=== WORK TO COMPLETE ===
- A) Summarize the passage on war propaganda in two sentences.
- B) Recast the paragraph of the passage on war propaganda that begins "Crimes which individuals dare not commit" as a bulleted list that keeps its main facts.
- C) For each statement, answer yes or no according to the passage on war propaganda, and quote the words that decide it: (i) The press, radio, schools, and pulpit are used to break down the people's resistance to war. (ii) Before a war, the masses demand war. (iii) War sentiment arises naturally among the people.

=== TEXT PROVIDED ===
⟨

The masses of people do not want war. Before a war they hope for peace and demand peace. Then the government goes into action with its propaganda machinery. The press, radio, schools, and pulpit are brought into action like batteries of artillery to break down the people's resistance against war. War sentiment is deliberately manufactured. It is an artificial product. In time it cries out for war and the government goes to war with the backing of the people who seem unconscious of the program they are destined to sponsor.

Crimes which individuals dare not commit; wholesale and deliberate murder of men, women, and children; lying, arson, rape, plunder, torture, and bestialities which brutes would not inflict, are all promoted by the agencies of war. With war comes the enrichment of the avaricious; political corruption; and the loading of the nation with a new crop of militarists to proclaim the glories of war, to influence politics, and to seek preferment before other citizens.

⟩

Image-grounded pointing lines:
⟨

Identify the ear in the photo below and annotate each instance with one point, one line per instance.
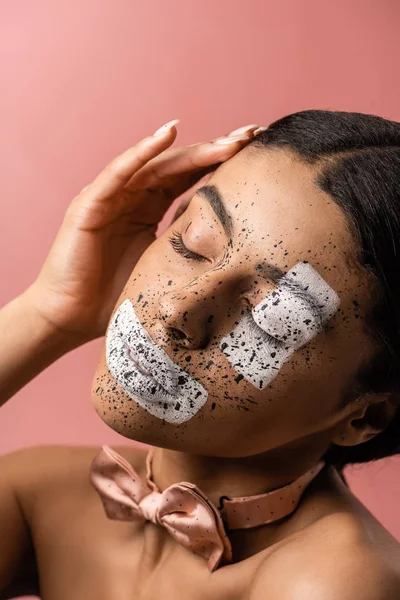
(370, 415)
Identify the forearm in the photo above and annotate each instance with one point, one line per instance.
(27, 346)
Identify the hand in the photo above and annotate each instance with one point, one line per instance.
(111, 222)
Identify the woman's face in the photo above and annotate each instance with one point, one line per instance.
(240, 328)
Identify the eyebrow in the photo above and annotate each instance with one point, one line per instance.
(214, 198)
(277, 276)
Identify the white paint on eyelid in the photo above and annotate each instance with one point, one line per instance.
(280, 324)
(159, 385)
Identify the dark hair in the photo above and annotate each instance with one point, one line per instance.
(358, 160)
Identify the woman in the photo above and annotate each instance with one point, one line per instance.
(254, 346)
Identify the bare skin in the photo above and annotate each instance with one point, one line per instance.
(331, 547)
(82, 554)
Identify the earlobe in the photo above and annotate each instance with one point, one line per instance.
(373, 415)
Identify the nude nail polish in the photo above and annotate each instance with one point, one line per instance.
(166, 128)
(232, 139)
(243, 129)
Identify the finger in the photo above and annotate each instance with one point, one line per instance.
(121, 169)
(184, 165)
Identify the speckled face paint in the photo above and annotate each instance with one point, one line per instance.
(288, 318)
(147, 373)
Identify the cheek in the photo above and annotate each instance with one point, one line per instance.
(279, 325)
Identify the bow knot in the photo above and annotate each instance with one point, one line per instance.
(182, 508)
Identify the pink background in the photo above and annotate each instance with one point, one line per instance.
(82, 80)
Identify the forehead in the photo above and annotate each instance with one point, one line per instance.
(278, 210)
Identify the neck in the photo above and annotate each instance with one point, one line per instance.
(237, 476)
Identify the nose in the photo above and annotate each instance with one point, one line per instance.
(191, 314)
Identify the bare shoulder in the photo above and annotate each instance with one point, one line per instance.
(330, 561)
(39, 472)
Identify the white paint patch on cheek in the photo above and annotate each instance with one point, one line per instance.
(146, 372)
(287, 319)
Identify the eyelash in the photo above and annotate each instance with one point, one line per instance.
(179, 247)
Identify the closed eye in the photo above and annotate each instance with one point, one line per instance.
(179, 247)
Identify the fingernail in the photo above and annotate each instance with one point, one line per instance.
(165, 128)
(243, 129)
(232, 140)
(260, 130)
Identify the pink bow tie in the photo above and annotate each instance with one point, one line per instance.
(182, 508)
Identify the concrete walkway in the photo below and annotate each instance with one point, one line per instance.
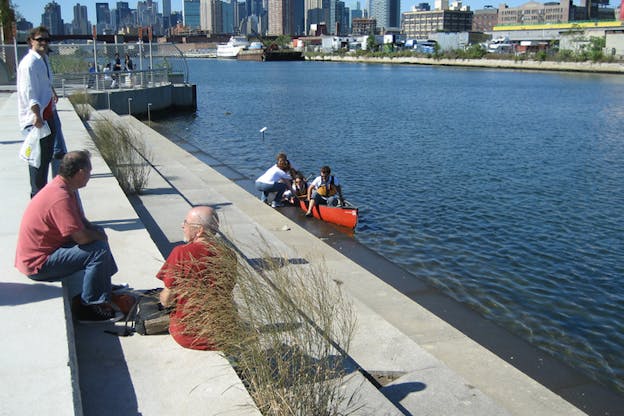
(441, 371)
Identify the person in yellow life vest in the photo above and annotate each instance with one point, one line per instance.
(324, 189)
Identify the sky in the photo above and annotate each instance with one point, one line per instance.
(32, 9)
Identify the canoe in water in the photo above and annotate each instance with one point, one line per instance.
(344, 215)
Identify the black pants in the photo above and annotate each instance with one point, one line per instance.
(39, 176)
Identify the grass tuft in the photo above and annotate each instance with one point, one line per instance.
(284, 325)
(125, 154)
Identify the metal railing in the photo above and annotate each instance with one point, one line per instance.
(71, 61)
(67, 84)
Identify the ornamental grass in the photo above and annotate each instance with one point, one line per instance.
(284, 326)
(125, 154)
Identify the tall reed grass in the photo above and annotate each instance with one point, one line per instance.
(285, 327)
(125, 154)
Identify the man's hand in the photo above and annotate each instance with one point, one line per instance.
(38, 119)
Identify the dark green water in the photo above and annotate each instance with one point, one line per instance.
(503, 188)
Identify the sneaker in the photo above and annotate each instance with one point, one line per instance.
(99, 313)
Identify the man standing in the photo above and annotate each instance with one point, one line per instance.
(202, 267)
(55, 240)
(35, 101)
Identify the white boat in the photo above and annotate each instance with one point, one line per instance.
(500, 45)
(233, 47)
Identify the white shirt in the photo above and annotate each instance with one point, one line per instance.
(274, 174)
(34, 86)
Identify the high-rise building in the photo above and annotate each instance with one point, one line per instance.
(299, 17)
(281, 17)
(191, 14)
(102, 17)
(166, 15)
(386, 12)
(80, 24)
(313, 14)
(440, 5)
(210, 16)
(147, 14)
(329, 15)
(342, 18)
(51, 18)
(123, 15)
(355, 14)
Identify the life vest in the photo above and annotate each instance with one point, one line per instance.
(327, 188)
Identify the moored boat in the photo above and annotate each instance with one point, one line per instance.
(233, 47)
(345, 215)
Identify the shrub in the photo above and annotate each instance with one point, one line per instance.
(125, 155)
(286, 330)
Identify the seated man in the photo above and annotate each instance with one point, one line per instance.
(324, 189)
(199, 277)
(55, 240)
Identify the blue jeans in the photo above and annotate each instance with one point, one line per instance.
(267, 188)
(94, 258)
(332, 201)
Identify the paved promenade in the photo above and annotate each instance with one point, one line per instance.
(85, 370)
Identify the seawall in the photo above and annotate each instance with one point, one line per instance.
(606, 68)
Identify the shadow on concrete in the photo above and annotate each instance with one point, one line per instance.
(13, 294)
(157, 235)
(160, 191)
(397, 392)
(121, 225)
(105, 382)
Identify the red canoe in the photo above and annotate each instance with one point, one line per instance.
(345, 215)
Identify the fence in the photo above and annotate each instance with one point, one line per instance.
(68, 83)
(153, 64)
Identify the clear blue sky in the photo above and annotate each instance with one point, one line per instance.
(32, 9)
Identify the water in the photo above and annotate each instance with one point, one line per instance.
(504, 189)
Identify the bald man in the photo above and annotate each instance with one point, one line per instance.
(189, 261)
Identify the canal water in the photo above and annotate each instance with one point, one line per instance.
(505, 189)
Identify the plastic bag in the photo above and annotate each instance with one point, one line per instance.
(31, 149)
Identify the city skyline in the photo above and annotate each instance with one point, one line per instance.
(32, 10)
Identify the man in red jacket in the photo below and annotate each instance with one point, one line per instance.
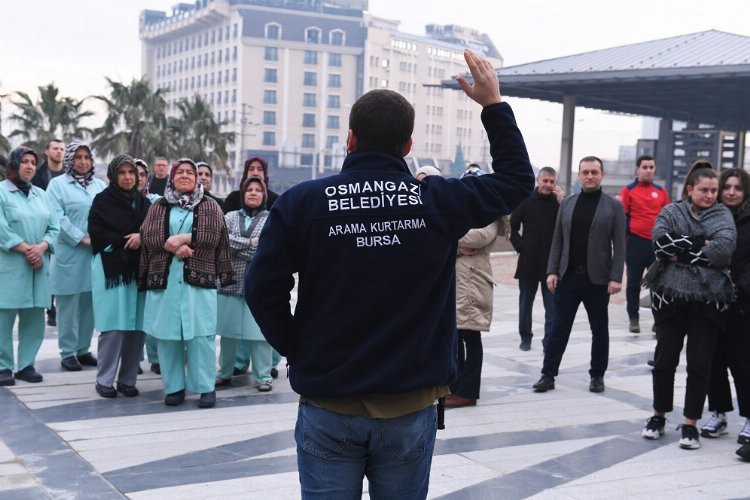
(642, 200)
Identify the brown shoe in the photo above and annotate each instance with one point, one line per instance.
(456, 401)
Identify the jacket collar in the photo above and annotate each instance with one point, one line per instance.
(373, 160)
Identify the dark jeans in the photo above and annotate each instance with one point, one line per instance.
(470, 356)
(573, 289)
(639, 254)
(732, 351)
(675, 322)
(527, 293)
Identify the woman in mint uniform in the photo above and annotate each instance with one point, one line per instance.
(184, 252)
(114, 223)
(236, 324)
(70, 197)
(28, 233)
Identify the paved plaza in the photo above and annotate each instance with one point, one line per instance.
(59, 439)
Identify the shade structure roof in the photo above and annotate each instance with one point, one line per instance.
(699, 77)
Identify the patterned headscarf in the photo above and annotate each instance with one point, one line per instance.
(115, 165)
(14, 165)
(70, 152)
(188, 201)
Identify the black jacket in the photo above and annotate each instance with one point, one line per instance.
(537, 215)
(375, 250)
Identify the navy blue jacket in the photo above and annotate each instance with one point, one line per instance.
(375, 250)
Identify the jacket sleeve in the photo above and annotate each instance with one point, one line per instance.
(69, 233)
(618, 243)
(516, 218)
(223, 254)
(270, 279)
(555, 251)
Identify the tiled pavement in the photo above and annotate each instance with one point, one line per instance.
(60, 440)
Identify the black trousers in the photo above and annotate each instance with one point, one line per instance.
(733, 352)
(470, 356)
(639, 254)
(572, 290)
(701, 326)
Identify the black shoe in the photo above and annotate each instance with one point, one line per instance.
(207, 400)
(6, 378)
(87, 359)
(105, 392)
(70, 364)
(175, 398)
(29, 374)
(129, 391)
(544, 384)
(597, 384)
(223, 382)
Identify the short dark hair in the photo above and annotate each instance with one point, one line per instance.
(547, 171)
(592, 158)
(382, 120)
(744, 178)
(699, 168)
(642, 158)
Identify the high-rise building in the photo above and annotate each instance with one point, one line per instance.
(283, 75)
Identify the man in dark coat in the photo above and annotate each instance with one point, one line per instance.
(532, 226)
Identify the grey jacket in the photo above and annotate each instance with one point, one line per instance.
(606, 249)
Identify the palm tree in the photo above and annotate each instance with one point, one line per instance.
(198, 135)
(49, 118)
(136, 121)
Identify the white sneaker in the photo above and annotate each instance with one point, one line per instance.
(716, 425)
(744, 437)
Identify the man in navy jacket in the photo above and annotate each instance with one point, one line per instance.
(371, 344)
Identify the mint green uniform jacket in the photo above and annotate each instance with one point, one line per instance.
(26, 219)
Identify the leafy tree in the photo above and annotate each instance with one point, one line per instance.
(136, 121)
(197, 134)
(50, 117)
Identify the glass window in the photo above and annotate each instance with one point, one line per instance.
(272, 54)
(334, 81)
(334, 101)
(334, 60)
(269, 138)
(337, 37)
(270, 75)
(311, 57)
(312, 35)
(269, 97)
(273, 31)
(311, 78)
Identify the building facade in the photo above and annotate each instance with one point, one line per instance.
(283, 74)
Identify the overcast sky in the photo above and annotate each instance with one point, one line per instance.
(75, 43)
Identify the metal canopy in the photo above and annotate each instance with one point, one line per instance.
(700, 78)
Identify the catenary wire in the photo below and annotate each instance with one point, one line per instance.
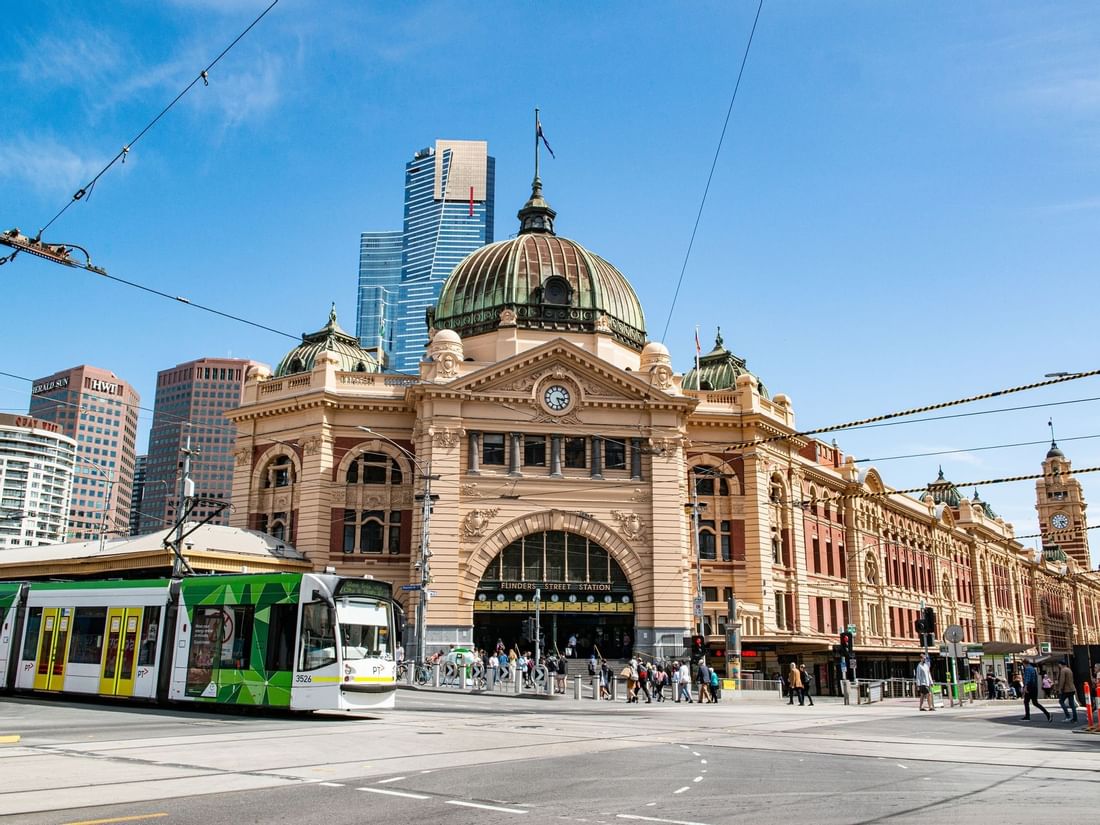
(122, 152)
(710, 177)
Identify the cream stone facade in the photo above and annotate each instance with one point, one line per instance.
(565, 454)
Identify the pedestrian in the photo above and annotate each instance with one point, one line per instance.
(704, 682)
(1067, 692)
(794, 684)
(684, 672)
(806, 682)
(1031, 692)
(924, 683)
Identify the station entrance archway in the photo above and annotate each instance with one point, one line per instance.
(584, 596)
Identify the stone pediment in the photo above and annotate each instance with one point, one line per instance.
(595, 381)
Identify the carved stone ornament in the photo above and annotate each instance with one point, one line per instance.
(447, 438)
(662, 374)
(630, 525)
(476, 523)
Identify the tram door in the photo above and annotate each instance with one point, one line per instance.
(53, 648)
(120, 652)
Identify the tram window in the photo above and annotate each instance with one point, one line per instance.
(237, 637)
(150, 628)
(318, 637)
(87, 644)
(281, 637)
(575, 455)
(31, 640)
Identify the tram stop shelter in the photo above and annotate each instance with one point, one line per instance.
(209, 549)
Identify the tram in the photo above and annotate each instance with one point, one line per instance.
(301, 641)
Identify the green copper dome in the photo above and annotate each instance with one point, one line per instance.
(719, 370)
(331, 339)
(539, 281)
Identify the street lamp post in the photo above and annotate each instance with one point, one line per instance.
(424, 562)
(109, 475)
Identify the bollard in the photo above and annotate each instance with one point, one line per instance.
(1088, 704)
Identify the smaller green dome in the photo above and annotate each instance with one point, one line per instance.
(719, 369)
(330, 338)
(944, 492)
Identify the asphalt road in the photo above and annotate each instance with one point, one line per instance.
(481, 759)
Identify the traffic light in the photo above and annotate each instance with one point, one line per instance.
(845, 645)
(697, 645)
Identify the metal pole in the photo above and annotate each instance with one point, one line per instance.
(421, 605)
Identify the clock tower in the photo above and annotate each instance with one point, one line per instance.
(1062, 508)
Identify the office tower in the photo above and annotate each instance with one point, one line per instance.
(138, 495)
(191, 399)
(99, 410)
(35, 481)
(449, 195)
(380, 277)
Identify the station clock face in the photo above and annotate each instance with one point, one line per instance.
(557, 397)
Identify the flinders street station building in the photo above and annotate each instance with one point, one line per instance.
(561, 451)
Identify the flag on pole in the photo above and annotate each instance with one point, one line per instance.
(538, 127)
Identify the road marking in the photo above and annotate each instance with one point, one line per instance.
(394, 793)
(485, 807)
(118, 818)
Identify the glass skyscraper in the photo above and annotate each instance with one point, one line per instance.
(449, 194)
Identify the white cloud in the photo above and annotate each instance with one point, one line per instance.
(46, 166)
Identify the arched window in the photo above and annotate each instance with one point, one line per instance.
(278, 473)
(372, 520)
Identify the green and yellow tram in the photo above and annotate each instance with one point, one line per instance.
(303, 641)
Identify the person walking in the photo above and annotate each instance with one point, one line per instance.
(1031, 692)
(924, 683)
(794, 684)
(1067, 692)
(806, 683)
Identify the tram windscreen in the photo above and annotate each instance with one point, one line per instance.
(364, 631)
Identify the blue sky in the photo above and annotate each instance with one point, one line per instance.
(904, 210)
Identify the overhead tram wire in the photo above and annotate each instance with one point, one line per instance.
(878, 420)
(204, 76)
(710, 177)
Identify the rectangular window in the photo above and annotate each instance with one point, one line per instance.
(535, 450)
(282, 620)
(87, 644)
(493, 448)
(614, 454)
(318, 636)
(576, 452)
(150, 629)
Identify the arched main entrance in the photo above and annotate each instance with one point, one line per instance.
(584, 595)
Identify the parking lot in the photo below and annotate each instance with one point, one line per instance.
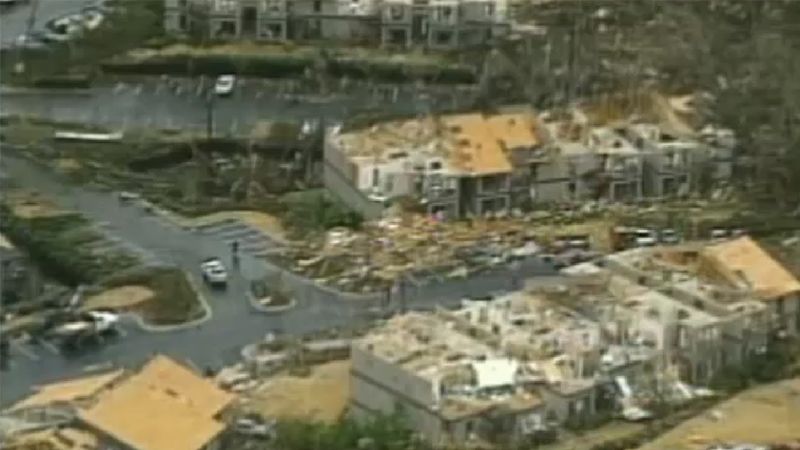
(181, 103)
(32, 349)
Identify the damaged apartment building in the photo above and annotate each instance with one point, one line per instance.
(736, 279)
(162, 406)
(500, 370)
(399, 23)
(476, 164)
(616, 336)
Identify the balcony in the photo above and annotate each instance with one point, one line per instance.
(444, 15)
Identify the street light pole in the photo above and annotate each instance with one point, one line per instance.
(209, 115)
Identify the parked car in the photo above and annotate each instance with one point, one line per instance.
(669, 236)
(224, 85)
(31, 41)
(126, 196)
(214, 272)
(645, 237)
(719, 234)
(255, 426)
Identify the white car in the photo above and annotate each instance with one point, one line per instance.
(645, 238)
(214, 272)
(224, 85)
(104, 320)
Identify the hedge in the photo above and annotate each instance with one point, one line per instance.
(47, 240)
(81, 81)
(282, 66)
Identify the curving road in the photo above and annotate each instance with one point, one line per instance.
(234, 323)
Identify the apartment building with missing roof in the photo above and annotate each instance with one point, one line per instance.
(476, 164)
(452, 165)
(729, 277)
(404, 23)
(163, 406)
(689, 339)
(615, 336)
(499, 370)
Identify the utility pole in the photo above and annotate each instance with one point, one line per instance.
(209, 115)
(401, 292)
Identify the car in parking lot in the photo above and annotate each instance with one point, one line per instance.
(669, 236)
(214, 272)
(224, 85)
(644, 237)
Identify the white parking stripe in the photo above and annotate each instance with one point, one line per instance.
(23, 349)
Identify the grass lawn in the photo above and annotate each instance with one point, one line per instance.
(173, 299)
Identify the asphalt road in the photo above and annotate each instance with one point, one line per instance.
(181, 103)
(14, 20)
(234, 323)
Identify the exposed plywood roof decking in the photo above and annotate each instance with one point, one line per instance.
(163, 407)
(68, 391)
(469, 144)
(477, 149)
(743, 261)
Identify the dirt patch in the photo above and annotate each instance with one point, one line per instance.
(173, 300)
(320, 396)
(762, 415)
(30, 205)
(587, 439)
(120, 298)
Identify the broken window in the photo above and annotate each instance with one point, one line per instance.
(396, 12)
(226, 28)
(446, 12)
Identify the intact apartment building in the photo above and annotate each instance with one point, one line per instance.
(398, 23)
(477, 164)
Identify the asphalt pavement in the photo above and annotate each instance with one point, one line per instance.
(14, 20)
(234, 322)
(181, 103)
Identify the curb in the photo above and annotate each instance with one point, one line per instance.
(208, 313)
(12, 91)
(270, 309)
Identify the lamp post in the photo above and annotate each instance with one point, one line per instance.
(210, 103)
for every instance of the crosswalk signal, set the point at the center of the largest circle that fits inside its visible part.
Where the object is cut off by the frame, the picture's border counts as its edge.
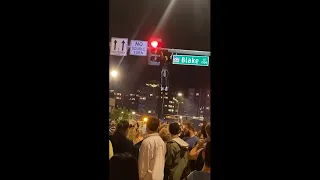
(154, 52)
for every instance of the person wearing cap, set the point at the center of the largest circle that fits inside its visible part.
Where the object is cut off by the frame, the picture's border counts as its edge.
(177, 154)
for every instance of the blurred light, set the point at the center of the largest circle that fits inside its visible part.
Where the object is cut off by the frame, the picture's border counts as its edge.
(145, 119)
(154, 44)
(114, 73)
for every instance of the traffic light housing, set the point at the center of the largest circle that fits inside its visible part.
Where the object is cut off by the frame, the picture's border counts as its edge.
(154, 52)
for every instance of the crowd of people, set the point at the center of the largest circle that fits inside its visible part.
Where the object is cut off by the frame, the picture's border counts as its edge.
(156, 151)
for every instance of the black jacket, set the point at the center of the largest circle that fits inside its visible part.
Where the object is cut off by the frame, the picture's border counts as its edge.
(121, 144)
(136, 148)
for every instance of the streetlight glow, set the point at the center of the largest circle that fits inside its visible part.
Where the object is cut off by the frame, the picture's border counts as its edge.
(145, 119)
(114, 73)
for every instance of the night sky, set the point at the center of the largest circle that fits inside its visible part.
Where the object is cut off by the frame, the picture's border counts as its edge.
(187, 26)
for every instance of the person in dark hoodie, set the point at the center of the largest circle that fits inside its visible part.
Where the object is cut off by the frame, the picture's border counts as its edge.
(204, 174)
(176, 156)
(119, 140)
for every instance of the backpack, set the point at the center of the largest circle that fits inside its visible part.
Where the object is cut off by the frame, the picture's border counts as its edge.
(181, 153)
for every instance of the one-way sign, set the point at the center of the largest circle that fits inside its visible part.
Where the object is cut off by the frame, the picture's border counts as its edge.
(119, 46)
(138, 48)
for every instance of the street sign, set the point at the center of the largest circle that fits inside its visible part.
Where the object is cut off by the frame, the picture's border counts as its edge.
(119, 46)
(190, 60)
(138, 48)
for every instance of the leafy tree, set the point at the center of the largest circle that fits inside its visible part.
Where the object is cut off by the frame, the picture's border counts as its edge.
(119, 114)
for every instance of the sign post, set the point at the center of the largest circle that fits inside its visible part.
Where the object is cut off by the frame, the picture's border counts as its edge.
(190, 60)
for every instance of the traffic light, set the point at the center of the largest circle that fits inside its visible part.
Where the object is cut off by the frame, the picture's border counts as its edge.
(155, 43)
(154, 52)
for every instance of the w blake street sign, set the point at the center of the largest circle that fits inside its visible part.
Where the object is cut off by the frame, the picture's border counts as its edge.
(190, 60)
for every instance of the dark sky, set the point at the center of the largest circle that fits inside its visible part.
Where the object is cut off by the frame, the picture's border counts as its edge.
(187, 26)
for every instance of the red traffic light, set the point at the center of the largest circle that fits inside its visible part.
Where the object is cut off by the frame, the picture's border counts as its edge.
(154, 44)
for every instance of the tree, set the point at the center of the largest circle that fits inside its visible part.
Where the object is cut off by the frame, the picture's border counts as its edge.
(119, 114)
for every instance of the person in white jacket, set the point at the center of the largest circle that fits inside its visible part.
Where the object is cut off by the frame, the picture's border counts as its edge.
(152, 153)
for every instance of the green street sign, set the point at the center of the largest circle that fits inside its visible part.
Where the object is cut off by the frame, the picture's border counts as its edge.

⟩

=== COMPLETED EXERCISE ===
- A) Although the masses do not want war and demand peace beforehand, the government uses its propaganda machinery (the press, radio, schools, and pulpit) to break down their resistance and deliberately manufacture war sentiment until the people back a war. War then promotes crimes such as murder, lying, plunder, and torture, and it brings enrichment of the avaricious, political corruption, and a new crop of militarists who seek influence and preferment.

- B)
- The agencies of war promote crimes that individuals dare not commit: wholesale and deliberate murder of men, women, and children; lying, arson, rape, plunder, torture, and bestialities that brutes would not inflict.
- War brings enrichment of the avaricious.
- War brings political corruption.
- War loads the nation with a new crop of militarists who proclaim the glories of war, influence politics, and seek preferment before other citizens.

- C)
(i) Yes: "The press, radio, schools, and pulpit are brought into action like batteries of artillery to break down the people's resistance against war."
(ii) No: "Before a war they hope for peace and demand peace."
(iii) No: "War sentiment is deliberately manufactured. It is an artificial product."